*REQUIRED WORK*. Word for word, copy out the entries below, but not the pictures in them.

##### DATASET

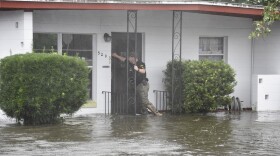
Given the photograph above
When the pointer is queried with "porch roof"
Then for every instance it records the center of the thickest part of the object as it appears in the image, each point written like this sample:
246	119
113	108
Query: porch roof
227	9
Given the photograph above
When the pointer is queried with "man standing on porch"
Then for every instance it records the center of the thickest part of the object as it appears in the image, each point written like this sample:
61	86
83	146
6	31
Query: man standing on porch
142	84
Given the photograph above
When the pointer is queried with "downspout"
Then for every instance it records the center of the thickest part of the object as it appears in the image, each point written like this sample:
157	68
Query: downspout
252	71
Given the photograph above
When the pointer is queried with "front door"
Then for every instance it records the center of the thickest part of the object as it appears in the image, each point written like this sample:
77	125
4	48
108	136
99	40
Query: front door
123	88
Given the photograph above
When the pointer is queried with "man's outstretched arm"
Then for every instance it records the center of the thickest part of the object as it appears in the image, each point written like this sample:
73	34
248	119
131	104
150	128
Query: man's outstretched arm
121	58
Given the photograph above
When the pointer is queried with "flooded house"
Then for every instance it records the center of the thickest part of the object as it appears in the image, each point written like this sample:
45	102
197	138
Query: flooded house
158	31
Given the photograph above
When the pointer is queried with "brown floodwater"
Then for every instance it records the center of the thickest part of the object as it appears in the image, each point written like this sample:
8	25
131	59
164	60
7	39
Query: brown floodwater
248	133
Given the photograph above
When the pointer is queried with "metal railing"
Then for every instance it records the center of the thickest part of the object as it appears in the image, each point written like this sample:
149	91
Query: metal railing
161	100
236	3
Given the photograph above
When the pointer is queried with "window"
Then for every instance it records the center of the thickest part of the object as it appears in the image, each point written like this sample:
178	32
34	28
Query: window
212	48
43	42
78	45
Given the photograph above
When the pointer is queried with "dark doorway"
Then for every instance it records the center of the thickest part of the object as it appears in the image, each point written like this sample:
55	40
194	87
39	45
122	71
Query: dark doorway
123	99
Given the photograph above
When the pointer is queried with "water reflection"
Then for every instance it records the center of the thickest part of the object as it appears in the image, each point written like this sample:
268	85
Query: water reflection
248	133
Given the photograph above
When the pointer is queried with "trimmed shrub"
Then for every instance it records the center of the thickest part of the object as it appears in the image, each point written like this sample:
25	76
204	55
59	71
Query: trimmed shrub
207	85
178	88
38	87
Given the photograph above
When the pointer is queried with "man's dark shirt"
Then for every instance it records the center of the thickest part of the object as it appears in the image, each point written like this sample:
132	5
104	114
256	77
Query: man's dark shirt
139	76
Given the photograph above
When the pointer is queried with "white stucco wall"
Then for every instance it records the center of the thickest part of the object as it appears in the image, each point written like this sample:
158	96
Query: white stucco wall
157	29
267	52
239	46
16	29
266	92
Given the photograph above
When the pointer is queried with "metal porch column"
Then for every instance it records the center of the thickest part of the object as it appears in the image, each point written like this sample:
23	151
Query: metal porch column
131	83
176	55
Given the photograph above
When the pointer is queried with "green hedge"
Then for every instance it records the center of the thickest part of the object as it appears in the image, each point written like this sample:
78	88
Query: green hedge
38	87
205	85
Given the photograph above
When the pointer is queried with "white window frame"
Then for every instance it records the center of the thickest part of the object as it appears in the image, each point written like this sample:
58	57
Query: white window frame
224	51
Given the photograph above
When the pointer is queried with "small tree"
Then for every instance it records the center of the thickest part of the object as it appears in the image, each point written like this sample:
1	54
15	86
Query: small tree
39	87
207	85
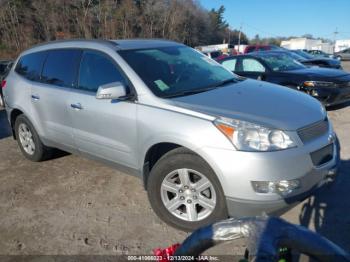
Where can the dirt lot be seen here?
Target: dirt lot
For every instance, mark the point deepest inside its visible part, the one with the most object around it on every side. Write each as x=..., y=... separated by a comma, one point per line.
x=71, y=205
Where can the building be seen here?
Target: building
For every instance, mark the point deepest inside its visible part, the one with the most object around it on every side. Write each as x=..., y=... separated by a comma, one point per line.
x=341, y=45
x=306, y=43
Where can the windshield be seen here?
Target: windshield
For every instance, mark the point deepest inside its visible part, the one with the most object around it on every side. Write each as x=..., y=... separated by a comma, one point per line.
x=281, y=62
x=303, y=54
x=176, y=70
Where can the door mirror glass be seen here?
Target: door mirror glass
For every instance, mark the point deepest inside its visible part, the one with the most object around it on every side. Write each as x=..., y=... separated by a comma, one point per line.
x=115, y=90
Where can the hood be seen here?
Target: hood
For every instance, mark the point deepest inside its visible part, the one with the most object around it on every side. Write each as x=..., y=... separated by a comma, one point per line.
x=328, y=60
x=258, y=102
x=315, y=73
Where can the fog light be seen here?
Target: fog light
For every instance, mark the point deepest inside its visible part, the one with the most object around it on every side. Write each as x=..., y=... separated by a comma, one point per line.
x=314, y=93
x=283, y=187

##########

*OUTPUT FOR THIS TASK*.
Given the photograph above
When the pointer is queried with "porch roof"
Then for every instance it records the center of the thickest part of the object as it appears in the image, each point written like this sample:
246	119
113	108
Query: porch roof
227	9
Given the photograph above
When the pointer is queried with "man standing on porch"
Then for every instance it records the center of the thickest part of the object as it appears in the image, each point written like this sample:
61	86
83	146
6	31
Query: man standing on porch
142	84
Given the photograph above
When the pointer is queried with "downspout"
Then for every instance it records the center of the thickest part of the object as it appears in the image, each point written like this sample:
157	68
Query: downspout
252	71
Given the photograph above
When the pointer is queried with "front door"
Then for every instance it records the center of the thickest part of the object as it appears in the image, each point written like this sample:
77	125
4	48
108	136
99	40
Query: front door
123	88
Given the photograph above
When the pointer is queried with "man's outstretched arm"
Then for every instance it records the center of the thickest part of the object as it appears in the image, each point written like this sample:
73	34
248	119
131	104
150	128
Query: man's outstretched arm
121	58
Given the photograph above
When the pointer is queried with "flooded house"
Then for every instance it records the center of the thickest part of the object as it appears in the image, each point written like this sample:
45	102
197	138
Query: flooded house
158	31
Given the photograph above
When the pointer is queried with "brown floodwater"
Then for every instance it records the center of the thickest part of the object as it appears in the image, each point written like this sample:
8	25
131	59
164	60
7	39
Query: brown floodwater
248	133
Given the photograph above
When the pointer is queried with "metal railing"
Then for every instance it records the center of the thickest part of the object as it appears in the image, each point written like this sample:
149	91
Query: metal railing
161	100
236	3
Given the photograph above
When the pointer is queried with "window"
Then for every instance it records the center of the thickest part of the object as it appears in the image, each point written like this sample:
178	32
34	28
Query: window
212	48
43	42
78	45
Given the photograph above
When the pointer is queried with "dark doorway"
Then for every instance it records the center of the thickest part of the object as it appears in the image, each point written like this sample:
55	40
194	87
39	45
122	71
Query: dark doorway
123	99
Given the photograph above
When the pointer is queried with "water reflection"
Then for every instance it records the center of the thickest part of the object as it appears in the image, each point written like this sample:
268	85
Query: water reflection
248	133
Given the photograph above
When the pointer is queried with "trimmed shrub"
Then for every instance it records the center of the thickest part of the object as it appears in the image, each point written like this sample:
25	76
204	55
59	71
Query: trimmed shrub
207	85
178	88
38	87
Given the photograph above
When the pointer is queried with "man's dark shirt"
Then for every instance it records the center of the thickest part of the object as it appears in the image, each point written like this sample:
132	5
104	114
256	77
Query: man's dark shirt
139	76
Given the photograph above
When the pointer is queried with "white stucco wall"
Then for every instance it records the center of the thickest part of the object as it appears in the image, each point written like this sample:
158	96
Query: white stucco wall
157	29
267	52
239	46
16	29
266	92
Given the photograph above
When the pointer is queried with "metal porch column"
Then for every instance it records the center of the thickest part of the object as it appears in the image, each point written like this sample:
23	151
Query: metal porch column
131	83
176	55
Given the photograph above
When the pointer is queried with "green hedge"
Then for every instance it records the center of the thickest part of the object as it appears in the image, each point written like this sample:
78	88
Query: green hedge
38	87
205	85
Given the photograph above
When the pointer is queried with "white window frame"
Then for every instance it records the center of the thickest part of the object as it appears in the image, each point written like this sample:
58	57
Query: white window frame
224	51
Given the photograph above
When the pointer is queried with "small tree"
Then for every instance it records the center of the thickest part of the object as it appears in the image, each point written like this sample:
1	54
15	86
Query: small tree
39	87
207	85
Where can the dirt lot be seen here?
Target: dirt lot
For every instance, mark the point deepest inside its visible part, the one with the most object around it on every side. Write each as x=..., y=... separated by a comma, one point per line.
x=71, y=205
Where can the building be seen here?
Target: building
For every instance, mark the point deepest inside its visible part, the one with the most object around it on every side. Write each as x=..., y=... separated by a comma, one point per line.
x=341, y=45
x=306, y=43
Where can the windshield be seen here?
Target: windshield
For every instance, mark the point deepest inside its visible part, the one with the most object around it on every side. Write each as x=..., y=... separated by a comma, one point per line.
x=281, y=62
x=303, y=54
x=176, y=70
Where can the door mirror glass be seen here?
Target: door mirror glass
For every instance, mark the point deepest inside its visible part, the one with the most object around it on every side. Write each as x=..., y=... separated by a comma, one point per line.
x=115, y=90
Where can the hood be seen here?
Target: hood
For every instance, mark the point deepest inside its visible part, the one with the most object around it on every side. Write each as x=..., y=... separated by a comma, one point per line.
x=328, y=60
x=258, y=102
x=315, y=73
Where can the fog light be seen here?
Target: fog light
For every instance, mark the point deepest inside its visible part, the one with the most object around it on every side. Write each as x=..., y=... separated by a comma, one point per line.
x=314, y=93
x=283, y=187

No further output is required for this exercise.